### Actions to take
1/ Rewrite the paragraph of the Uglies book review that begins "In this future-scape" as a bulleted list, keeping its main facts.
2/ Decide whether each statement agrees with the Uglies book review, answering yes or no and quoting the words of the review that settle it: (a) The reviewer loathes the name Pretty Town. (b) Shay is older than Tally. (c) The review describes life in the wilderness as easy.
3/ Carry on the Uglies book review from the point where it stops.

(Text section begins)

{book} uglies
Uglies by Scott Westerfield
Scholastic Press, 2005.
paperback, 448 pages. borrowed.
There is, very probably a canon of Young Adult reads. The sort of collection where if you want to be taken seriously as a reader of YA you must have read certain authors and titles. Scott Westerfield’s Uglies series is on it—as it should be. I have heard it referenced often, and thanks to Natalya who brought it home from school on Friday, I finally made the excuse to read book one: Uglies.
This is where I admit to disliking the titles in this series (Uglies, Pretties, and Specials) and their continual use throughout the novel. I also admit to loathing the ridiculous name of that section of the city called Pretty Town. Why? I feel immediately sucked into that hideous simpering hole that is the cliché of prissy female adolescence. Westerfield is a genius.*
In this future-scape, Tally is only a few short months away from a full-body-altering surgery that will make her “pretty”—and she needs to be pretty. Her best friend Peris (such an unfortunate spelling for the male) has had his surgery and is already in Pretty Town where life is just one party after another, to say nothing of the social ramifications of left being Ugly. All she has to do is behave and wait it out until she turns 16, too. But Tally makes a new friend, Shay, who despite their being the very same age has different views about the impending change—in fact, Shay is going to run away to where other rebels have fled, to live in the wilderness. This shouldn’t have affected Tally except she is the only one who knows where Shay went and the government wants Tally to find that settlement. Tally has to betray her friend or risk never becoming “pretty” and lose everything.
Tally has to follow clues in order to find the settlement and she is daring and resourceful if nothing else. She is also able to grasp the full scope of what is going on as the Utopic shine begins to tarnish and the truth behind all those Pretty faces is revealed. But the homespun wilds is no cake walk either. Growing up, peeking behind the veil of propaganda or idealism, it seems, is serious business, people. It is a testament to Westerfield’s ability that he can draw characters who have their moments of wisdom as well as absolute foolishness—characters who can be neither likeable or heinous.

(Text section ends)
(Extracted records begins)

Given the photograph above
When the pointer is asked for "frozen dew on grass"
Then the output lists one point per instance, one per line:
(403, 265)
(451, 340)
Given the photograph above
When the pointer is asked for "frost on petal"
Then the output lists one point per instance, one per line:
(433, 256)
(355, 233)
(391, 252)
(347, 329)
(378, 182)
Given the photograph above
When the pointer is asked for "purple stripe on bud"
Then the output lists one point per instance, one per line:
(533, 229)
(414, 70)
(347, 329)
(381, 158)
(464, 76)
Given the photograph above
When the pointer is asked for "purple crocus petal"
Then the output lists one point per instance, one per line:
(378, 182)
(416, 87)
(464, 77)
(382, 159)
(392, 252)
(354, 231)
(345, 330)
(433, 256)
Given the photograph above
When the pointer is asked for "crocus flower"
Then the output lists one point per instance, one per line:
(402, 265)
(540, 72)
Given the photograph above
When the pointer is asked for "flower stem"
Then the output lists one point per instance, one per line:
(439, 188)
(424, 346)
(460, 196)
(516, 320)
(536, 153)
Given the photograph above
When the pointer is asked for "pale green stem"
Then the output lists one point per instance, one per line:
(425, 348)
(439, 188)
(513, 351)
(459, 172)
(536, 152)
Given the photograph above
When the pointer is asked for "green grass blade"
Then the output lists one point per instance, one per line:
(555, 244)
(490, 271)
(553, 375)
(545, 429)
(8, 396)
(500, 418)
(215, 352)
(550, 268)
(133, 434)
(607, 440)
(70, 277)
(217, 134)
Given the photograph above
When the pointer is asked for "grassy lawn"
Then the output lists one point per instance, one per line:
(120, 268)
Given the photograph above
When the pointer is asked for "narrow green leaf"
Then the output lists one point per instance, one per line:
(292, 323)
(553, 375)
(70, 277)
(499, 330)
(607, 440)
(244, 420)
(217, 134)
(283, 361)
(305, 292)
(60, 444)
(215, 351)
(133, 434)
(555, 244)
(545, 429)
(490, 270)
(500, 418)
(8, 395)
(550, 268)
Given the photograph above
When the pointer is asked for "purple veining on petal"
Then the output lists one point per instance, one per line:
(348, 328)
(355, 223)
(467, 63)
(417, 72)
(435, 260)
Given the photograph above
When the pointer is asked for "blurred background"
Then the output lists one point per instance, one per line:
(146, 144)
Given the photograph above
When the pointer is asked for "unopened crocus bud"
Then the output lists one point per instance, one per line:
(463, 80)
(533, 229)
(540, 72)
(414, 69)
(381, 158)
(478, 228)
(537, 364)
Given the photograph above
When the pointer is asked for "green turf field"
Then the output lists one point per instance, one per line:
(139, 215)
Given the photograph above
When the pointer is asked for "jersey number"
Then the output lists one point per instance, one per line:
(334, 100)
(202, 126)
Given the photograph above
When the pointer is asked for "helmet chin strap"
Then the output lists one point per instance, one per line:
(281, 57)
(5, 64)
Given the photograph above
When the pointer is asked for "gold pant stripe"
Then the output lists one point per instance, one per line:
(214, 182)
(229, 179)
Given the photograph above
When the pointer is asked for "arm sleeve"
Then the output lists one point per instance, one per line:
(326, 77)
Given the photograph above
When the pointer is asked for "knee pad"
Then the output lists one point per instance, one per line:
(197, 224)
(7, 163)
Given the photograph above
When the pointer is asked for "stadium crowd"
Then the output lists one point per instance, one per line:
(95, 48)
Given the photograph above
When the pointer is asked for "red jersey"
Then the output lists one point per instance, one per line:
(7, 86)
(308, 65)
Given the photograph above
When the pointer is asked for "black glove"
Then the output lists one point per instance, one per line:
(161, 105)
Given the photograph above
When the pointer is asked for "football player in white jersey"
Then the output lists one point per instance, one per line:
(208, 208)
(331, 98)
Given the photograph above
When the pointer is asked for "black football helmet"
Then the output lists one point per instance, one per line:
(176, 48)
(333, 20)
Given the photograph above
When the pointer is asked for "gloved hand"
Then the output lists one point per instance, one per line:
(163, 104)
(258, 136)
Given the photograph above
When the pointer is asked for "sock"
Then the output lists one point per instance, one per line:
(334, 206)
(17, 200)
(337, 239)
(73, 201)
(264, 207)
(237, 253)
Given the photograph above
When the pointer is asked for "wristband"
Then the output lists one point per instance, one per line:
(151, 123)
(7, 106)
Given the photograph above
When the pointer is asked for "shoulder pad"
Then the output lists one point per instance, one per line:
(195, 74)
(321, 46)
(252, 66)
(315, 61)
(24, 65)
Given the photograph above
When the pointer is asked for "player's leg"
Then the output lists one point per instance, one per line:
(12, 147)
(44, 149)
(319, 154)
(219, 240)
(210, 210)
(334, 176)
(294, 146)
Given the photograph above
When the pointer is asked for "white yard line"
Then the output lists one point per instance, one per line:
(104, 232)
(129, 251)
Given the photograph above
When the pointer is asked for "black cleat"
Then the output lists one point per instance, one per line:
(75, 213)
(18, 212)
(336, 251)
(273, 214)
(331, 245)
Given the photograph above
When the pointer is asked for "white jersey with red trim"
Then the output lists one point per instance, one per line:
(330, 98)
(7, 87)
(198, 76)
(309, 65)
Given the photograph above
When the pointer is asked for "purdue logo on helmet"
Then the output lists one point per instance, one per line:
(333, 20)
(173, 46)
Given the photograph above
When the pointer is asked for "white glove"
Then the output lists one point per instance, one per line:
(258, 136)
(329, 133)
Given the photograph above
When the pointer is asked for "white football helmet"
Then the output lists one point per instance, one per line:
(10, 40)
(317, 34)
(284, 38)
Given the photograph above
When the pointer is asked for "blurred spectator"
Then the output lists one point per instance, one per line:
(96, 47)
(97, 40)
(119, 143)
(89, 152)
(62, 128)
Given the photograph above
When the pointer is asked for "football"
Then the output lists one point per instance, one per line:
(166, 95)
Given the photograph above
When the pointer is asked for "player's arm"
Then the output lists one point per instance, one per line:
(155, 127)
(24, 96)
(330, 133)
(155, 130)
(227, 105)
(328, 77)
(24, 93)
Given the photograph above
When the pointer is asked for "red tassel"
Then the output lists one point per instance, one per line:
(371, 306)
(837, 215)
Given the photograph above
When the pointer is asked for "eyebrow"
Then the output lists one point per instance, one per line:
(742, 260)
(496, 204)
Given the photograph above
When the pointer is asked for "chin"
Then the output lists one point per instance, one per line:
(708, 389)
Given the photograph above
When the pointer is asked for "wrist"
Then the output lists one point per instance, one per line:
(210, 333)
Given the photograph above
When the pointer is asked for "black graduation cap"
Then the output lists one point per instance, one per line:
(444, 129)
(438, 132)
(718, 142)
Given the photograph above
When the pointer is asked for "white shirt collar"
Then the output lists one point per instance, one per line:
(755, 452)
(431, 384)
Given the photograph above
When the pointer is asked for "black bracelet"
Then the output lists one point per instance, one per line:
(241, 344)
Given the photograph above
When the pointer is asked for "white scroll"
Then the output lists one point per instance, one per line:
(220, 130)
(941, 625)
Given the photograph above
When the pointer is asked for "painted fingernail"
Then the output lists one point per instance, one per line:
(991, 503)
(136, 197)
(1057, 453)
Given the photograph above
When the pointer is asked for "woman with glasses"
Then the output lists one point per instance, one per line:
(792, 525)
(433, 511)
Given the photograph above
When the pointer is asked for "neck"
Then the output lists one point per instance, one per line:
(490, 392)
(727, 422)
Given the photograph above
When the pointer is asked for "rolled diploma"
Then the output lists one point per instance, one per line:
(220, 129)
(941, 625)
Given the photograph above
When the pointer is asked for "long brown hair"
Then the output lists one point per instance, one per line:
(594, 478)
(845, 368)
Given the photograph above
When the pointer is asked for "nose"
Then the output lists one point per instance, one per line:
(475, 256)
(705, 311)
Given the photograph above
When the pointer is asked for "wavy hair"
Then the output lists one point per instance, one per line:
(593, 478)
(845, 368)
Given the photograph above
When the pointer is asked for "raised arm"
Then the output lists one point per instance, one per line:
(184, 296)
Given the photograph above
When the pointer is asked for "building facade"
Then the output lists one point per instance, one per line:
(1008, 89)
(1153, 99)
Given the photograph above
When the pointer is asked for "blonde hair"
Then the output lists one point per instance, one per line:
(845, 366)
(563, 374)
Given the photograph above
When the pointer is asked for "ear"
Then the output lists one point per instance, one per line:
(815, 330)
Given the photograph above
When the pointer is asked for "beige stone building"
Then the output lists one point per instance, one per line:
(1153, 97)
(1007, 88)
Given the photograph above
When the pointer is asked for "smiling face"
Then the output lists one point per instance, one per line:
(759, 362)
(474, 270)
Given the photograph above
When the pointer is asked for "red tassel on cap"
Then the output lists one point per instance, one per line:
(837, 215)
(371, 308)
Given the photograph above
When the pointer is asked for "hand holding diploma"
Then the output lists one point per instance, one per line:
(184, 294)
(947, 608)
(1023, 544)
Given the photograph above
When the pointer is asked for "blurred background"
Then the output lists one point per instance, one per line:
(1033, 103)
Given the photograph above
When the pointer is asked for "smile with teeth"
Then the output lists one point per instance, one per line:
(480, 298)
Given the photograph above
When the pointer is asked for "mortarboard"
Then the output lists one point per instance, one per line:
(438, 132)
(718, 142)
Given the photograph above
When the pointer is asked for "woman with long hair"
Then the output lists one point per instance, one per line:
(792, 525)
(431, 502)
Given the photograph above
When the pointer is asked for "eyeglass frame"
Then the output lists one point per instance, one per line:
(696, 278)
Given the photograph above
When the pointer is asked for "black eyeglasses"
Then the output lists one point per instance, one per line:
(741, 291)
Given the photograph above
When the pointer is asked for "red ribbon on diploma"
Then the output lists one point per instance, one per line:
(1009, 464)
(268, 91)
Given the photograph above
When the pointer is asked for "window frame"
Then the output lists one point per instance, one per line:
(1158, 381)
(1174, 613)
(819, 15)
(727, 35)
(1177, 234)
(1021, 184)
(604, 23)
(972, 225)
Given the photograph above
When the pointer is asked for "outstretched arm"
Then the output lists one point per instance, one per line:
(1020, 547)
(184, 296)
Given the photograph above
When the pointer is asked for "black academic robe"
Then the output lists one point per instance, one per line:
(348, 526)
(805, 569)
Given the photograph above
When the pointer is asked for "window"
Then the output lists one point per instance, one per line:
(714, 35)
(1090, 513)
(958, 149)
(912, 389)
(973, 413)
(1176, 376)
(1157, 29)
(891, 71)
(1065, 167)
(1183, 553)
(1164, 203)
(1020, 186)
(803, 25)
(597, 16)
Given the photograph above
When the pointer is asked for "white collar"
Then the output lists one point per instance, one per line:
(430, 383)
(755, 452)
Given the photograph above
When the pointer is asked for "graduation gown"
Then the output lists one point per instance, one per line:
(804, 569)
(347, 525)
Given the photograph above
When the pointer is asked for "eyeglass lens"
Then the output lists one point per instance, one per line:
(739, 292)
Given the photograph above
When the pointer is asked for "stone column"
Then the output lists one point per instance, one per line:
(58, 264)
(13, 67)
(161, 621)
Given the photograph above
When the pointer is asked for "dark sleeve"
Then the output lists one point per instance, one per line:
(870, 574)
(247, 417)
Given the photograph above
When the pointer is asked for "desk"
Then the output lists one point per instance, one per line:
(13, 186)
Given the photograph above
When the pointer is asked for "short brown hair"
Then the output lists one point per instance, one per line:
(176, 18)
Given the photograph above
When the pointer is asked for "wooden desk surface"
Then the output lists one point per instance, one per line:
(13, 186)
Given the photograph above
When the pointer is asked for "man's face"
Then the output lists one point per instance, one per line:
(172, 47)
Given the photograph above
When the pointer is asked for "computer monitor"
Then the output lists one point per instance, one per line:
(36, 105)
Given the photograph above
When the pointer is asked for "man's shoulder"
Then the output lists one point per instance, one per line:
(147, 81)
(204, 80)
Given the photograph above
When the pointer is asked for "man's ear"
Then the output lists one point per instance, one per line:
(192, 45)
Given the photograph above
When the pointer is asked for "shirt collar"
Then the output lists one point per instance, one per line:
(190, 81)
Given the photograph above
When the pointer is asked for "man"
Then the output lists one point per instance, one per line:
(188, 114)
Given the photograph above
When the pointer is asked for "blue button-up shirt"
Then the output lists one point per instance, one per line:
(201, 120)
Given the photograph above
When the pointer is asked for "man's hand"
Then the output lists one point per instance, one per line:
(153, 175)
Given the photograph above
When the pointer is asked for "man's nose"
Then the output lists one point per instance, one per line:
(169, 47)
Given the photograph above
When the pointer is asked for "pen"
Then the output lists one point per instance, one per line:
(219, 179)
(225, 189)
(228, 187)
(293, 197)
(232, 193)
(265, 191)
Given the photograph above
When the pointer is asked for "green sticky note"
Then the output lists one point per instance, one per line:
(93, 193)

(Extracted records ends)

### Exercise responses
1/
- Tally is a few short months away from a full-body-altering surgery that will make her "pretty," and she needs to be pretty.
- Her best friend Peris has already had the surgery and lives in Pretty Town, where life is one party after another.
- All Tally has to do is behave and wait until she turns 16.
- She befriends Shay, who is the same age but has different views about the change and plans to run away to live in the wilderness where other rebels have fled.
- Tally is the only one who knows where Shay went, and the government wants Tally to find that settlement.
- Tally must betray her friend or risk never becoming "pretty" and losing everything.

2/
(a) Yes: "I also admit to loathing the ridiculous name of that section of the city called Pretty Town."
(b) No: "despite their being the very same age"
(c) No: "But the homespun wilds is no cake walk either."

3/
Westerfield writes great action and adventure and any romance serves to develop the characters further and melds seamlessly into the turn in the plot. However, the question at the center of Tally’s adventure remains throughout: which promises will she keep and whom will she betray? Her own interest rarely figures in after the first—after we come to understand how being Ugly versus Pretty figures in. And even then, Westerfield paces the world-building, using the initially narrow scope of our first person narrative as an excuse to tease out new and enlightening perspectives as the character learns more and more about the society/world about her.
Needless to say, there is a lot of criticism regarding appearance, conformity, stereotyping and there is a healthy dose of eco-criticism as well. Westerfield creates a sensical Utopia, taking the reverse of Kurt Vonnegut’s Harrison Bergeron and prettying everyone up rather than catering to the lowest denominator. While it may not seem fair from the first, it doesn’t seem wholly unreasonable, feeding into our own contemporary “understandings” about social and biological interaction. Tally is a good average adolescent, a reliable avatar. Passive and typical until she becomes more willingly decisive and singular as Westfield slowly introduces complications until he ups the ante irreparably. He turns the pages and it would do to have book two (Pretties) on hand.
recommendations: 12 -17 (middle school-12th); anyone human; those interested in sci-fi, dystopia, and/or action/adventure; social and/or ecological critique done in a surprisingly non-heavy-handed way considering how it dominates the story.
*although “genius” in this way may not have been intentional.